* **EXERCISE REQUIREMENTS**
Rewrite every line of the data below, swapping each "marker" for "pin" and leaving everything else unchanged.

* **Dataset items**
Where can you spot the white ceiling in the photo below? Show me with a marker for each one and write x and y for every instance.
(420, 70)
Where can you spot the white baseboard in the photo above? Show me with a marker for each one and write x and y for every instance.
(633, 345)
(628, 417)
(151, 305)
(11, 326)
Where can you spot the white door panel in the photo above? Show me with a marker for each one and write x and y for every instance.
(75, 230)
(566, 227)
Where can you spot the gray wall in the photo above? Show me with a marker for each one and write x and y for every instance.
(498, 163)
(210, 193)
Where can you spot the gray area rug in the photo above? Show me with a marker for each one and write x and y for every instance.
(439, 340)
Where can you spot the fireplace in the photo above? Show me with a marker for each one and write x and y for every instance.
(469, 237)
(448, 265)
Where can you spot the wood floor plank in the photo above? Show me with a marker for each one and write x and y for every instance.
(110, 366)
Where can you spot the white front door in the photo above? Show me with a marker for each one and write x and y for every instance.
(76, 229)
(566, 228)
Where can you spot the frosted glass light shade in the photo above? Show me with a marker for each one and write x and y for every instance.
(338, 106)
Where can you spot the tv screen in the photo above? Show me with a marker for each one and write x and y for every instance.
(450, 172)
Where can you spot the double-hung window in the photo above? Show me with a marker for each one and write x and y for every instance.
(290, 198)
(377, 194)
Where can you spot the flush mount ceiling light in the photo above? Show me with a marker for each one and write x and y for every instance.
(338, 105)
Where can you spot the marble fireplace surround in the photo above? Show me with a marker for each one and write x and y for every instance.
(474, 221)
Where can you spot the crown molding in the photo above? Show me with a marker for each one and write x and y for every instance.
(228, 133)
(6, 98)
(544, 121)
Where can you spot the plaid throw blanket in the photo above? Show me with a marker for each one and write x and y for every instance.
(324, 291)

* **TASK ANSWER**
Where can you spot the white ceiling in the photo below? Show me with a pin for each one and write x and y for every instance.
(420, 70)
Where can you spot the white baseboard in the photo above? Show me with a pin for each one and write x and y for every instance.
(633, 345)
(628, 417)
(151, 305)
(11, 326)
Where can you spot the white door panel in the photo above? Show me with a pin for each one and write x and y for every instance.
(75, 230)
(566, 227)
Where can you spot the gray wall in the photo above? Show me with a pin for each one and write x and y for every instance.
(498, 163)
(210, 193)
Where can you spot the gray area rug in the photo above? Show me with a pin for each one and write x and y for every instance.
(439, 340)
Where can you spot the fireplace in the photo above? Show me with a pin for each one and write x and y for every instance.
(469, 237)
(448, 265)
Where can you spot the wood floor plank in the photo above? Show me with a pin for each one and write x and y for every instance.
(110, 366)
Where can you spot the white front door in the photo above? Show me with a pin for each one and write x and y for every instance.
(76, 229)
(566, 228)
Where can you spot the frosted glass light shade in the photo above? Show me with a pin for each one and write x and y for every instance.
(338, 106)
Where can you spot the tv screen in the photo above? Show me with a pin for each one and write x and y for every instance.
(450, 172)
Where can you spot the double-hung window in the photo above? Show me with a pin for each one and write x and y for every instance.
(290, 198)
(377, 194)
Where can you spot the flush mount ceiling light in the photo above? Show me with a pin for each one and write x and y for every instance.
(338, 105)
Where can you spot the marble fireplace surround in the photo above? Show me with a pin for each one and write x and y for every instance.
(474, 221)
Where can you spot the crown molding in the photo above? Show me with a pin for each one and write x and y for every instance.
(228, 133)
(6, 98)
(544, 121)
Where can you spot the plaid throw blanket in the photo above? Show me with a pin for each one and write x and y for every instance.
(324, 291)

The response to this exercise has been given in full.